A secondary `Discard` ghost button appears adjacent to the primary button whenever the form has unsaved local edits. It resets form fields to DB-saved values.

**Net-new first-deploy flow** — clicking Save on a net-new form creates the app record, uploads the JAR as version 1, persists container + agent config, and routes to `/apps/:slug`. It does **not** deploy. The transition lands the user on the same page in existing-app mode with the button showing `Redeploy`. This is the deliberate trade-off for unifying the button label across modes.

### Traces & Taps + Route Recording — live-apply tabs

These tabs remain on the Deployment page (single-source-of-truth for the full config) but are visually distinguished:

- A persistent info banner at the top of each: *"Live controls — changes apply immediately to running agents and do not participate in the Save/Redeploy cycle."*
- Tab labels carry a `●` live indicator.
- Editors remain fully interactive — user still manages processors and route recording from this page.
- These tabs' writes do **not** flip the dirty indicator; the primary button is unaffected.

### Deployment tab

Auto-activates when the user clicks Redeploy (and when landing on a page whose app currently has a STARTING deployment).

Contents top-to-bottom:

1. **Current deployment card** — status badge + `StatusDot`, version, JAR filename, JAR checksum (short), replica count, external URL (linkified when RUNNING), deployed-at timestamp. Action buttons: `Stop` (RUNNING/STARTING/DEGRADED), `Start` (STOPPED).
2. **Progress bar** — only rendered when `status === STARTING`. Existing `DeploymentProgress` 7-stage step indicator, unchanged.
3. **Startup log panel** — existing `StartupLogPanel`, uses `useStartupLogs` (3s polling while STARTING).
   - Flex-grow inside the tab: fills whatever vertical space is left after the status card, progress bar, and history disclosure.
   - Minimum height ~200px. Internal scroll on overflow.

# [Given records]
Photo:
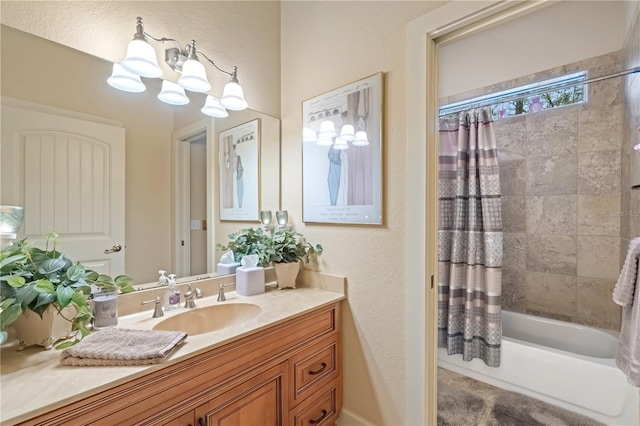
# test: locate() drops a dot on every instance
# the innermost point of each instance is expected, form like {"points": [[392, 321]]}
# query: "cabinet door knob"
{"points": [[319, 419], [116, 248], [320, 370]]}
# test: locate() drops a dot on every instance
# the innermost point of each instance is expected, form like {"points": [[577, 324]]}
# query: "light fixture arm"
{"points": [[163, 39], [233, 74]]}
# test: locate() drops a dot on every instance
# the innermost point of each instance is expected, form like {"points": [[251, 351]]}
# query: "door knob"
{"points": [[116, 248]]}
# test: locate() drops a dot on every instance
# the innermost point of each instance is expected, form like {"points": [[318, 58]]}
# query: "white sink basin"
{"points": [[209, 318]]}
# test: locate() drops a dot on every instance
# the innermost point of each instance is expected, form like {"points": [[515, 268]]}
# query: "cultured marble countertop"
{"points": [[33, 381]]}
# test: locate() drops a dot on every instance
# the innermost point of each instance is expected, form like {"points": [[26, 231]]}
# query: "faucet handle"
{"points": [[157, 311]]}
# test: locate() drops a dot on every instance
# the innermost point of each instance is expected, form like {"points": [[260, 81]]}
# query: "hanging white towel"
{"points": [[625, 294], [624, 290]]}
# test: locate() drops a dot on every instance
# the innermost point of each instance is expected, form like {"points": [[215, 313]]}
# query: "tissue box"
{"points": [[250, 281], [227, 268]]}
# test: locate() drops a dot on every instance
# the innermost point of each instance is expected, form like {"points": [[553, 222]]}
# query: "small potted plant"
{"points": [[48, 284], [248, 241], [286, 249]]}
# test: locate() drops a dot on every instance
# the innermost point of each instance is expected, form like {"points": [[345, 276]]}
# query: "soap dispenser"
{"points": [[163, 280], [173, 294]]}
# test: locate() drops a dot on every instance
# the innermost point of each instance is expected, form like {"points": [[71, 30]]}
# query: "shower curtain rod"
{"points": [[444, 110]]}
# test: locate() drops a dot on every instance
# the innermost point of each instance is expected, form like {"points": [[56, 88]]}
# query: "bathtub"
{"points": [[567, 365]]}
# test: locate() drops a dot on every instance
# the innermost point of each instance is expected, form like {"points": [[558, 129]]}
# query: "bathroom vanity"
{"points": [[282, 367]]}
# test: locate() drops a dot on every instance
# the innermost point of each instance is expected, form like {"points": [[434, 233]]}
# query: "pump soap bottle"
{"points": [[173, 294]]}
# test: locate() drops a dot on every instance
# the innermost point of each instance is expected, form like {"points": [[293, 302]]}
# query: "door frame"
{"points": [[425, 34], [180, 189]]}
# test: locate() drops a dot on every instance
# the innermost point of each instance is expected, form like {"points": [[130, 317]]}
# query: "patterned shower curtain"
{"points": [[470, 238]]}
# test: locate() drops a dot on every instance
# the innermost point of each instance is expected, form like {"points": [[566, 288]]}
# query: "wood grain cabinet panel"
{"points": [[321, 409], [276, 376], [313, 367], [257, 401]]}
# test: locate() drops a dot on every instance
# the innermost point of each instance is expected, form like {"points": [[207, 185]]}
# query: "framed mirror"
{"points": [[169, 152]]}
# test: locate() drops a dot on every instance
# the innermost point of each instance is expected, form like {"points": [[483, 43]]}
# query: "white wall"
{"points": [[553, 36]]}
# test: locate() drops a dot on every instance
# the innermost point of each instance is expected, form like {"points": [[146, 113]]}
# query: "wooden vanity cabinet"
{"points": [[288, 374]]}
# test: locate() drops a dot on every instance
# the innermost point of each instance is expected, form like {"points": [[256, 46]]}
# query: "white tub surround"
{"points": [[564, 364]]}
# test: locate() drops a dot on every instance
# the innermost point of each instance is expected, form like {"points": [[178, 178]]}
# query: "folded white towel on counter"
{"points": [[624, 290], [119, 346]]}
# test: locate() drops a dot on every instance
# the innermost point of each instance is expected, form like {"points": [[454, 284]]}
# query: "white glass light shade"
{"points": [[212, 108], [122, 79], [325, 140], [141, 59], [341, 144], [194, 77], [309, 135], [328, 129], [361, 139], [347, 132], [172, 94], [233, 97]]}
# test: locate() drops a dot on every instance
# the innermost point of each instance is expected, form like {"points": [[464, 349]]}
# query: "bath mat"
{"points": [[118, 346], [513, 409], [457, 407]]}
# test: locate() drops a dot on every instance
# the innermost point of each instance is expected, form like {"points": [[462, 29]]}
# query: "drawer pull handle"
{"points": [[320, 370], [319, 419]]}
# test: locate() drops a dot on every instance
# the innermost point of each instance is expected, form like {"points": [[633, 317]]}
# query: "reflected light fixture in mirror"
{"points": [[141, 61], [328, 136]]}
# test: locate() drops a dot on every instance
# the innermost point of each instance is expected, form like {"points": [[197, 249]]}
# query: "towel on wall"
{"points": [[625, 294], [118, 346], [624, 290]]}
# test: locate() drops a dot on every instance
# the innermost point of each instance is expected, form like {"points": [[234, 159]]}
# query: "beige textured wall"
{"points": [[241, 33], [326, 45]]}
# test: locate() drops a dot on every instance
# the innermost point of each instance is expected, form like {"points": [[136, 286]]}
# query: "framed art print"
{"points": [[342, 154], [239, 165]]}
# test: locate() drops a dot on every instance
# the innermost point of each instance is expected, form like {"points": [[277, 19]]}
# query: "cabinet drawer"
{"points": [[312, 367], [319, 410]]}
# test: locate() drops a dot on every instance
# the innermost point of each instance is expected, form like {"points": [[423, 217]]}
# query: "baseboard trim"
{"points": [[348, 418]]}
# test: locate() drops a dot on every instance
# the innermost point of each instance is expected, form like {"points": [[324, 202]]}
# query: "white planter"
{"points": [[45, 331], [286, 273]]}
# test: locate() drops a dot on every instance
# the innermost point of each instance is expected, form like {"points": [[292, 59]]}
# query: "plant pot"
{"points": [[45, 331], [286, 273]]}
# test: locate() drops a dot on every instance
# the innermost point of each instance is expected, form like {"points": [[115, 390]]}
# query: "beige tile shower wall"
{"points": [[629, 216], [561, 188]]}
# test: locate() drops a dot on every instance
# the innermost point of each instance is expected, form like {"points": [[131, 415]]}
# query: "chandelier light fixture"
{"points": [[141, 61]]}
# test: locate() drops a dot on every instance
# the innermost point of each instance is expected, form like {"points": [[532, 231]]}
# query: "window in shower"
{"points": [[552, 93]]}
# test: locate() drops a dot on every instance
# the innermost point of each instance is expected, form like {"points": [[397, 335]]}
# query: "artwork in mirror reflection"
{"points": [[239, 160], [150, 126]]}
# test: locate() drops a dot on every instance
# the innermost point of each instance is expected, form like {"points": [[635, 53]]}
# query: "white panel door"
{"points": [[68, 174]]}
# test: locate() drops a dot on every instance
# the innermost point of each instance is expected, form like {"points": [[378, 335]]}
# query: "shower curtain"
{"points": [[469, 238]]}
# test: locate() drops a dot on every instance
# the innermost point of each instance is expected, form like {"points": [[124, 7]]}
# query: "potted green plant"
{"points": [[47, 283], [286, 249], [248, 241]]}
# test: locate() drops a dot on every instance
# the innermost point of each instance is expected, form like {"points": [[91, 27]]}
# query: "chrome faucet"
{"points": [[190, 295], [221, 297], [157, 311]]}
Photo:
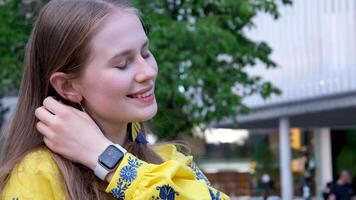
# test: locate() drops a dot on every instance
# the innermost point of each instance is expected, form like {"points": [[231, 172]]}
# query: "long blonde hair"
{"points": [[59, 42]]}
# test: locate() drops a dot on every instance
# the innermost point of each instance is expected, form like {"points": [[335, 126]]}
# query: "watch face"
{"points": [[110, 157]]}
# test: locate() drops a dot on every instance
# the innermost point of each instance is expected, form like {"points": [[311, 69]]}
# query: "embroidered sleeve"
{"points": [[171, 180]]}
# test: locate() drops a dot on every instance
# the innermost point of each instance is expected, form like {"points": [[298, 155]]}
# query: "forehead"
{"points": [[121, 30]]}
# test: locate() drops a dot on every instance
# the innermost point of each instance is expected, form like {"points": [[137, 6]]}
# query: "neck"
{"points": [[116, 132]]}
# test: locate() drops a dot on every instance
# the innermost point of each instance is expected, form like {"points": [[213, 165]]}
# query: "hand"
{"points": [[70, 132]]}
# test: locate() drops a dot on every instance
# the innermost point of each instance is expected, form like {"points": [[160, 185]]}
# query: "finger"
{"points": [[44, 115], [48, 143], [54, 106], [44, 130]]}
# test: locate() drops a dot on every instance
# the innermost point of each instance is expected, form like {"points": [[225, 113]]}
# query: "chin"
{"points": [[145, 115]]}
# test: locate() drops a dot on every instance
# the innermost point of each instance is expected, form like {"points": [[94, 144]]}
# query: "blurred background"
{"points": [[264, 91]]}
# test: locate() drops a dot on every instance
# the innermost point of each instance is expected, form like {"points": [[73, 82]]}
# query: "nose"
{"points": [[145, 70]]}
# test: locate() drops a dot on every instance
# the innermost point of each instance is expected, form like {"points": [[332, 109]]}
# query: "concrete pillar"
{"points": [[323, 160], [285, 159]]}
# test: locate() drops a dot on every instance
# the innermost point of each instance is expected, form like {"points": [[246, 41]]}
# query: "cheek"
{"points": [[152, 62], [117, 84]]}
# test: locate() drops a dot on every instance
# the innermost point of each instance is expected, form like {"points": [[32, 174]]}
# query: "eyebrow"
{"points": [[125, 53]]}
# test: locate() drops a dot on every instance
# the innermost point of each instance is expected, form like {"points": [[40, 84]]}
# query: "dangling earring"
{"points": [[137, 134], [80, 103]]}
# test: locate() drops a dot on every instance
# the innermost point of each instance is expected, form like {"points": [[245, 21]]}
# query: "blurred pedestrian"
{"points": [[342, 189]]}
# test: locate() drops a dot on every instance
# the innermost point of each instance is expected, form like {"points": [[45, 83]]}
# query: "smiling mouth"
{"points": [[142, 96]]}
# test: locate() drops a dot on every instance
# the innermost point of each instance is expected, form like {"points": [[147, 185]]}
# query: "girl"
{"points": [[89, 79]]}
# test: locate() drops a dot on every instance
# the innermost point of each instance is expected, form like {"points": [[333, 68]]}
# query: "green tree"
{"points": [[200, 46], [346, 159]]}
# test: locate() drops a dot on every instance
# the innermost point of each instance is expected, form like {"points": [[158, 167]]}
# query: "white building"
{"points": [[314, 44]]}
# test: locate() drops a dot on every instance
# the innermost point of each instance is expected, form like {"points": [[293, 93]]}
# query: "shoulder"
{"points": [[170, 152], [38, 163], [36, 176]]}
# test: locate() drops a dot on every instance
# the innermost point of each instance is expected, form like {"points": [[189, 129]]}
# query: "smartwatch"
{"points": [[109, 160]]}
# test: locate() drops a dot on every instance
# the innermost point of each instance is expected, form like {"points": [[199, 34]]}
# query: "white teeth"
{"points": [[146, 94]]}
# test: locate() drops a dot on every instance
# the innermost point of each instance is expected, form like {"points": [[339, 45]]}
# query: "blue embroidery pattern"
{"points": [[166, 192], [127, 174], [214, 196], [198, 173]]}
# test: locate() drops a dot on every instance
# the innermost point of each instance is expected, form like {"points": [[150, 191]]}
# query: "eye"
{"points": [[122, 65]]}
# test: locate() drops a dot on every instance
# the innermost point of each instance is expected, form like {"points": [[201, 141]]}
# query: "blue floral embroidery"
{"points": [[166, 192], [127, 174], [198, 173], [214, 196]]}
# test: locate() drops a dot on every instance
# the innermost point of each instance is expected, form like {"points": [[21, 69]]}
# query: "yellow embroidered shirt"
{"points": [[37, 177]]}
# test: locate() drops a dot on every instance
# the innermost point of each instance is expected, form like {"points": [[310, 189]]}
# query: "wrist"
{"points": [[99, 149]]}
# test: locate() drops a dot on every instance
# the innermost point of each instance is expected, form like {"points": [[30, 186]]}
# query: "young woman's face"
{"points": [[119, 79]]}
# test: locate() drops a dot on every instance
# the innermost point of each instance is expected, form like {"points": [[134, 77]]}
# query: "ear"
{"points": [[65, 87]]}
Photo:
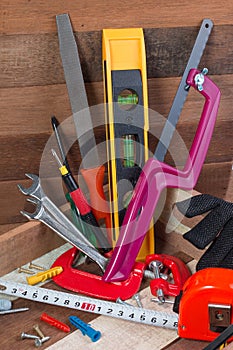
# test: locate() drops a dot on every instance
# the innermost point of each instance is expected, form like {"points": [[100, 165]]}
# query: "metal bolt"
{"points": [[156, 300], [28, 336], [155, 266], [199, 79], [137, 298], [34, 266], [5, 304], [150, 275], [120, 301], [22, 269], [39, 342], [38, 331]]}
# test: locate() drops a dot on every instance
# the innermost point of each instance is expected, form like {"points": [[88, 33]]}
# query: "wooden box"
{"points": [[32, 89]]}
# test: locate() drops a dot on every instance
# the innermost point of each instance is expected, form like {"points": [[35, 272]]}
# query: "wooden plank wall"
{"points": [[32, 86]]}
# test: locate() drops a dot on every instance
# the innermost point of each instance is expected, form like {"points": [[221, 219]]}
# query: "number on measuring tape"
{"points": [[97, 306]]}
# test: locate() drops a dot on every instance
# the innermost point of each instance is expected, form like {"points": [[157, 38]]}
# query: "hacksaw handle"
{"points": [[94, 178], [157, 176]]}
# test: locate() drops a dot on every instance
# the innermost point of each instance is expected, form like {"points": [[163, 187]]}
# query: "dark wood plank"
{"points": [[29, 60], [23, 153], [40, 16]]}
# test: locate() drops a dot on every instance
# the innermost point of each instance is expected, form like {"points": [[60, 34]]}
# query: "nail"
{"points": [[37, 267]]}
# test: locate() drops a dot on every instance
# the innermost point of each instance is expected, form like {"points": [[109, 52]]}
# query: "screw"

# [Task to carry out]
Resume the deployment page design notes after their last line, the one about the startup log panel's minimum height.

# [Result of the exercise]
   - Does **not** auto-close on success or failure. Remains mounted until the user navigates away or a newer deploy replaces its content.
4. **History disclosure** (collapsed by default) — compact table of past deployments: timestamp, version, status, duration, started by. Row click expands its startup log inline (lazy-loaded). This is also the raw JAR-version-history affordance.

**Empty state** (net-new, no deploys ever): `No deployments yet. Save your configuration and click Redeploy to launch.`

**Behavior during an active deploy:**

- Primary button: `Deploying…` (disabled).
- Config tabs remain editable — the user can stage the next iteration while the current one runs.
- Local edits during deploy cannot be saved until the current deploy completes. Once it does, button re-evaluates normally.

### Backend changes

#### 1. Agent config write path gains a staged/live flag

The existing `ApplicationConfigController` endpoint persists config to DB **and** pushes an SSE `config-update` to live agents in one atomic call.

**Change:** add a query parameter `?apply=staged|live` (default `live`, preserving existing non-UI callers).

- `apply=staged` — write to DB only, no SSE push. Used by the deployment page.
- `apply=live` — write to DB and push SSE. Used by the existing real-time UI on Dashboard / Runtime pages, and any non-UI caller that relies on current behavior.

This keeps one endpoint and one DTO. The gating happens in the service layer.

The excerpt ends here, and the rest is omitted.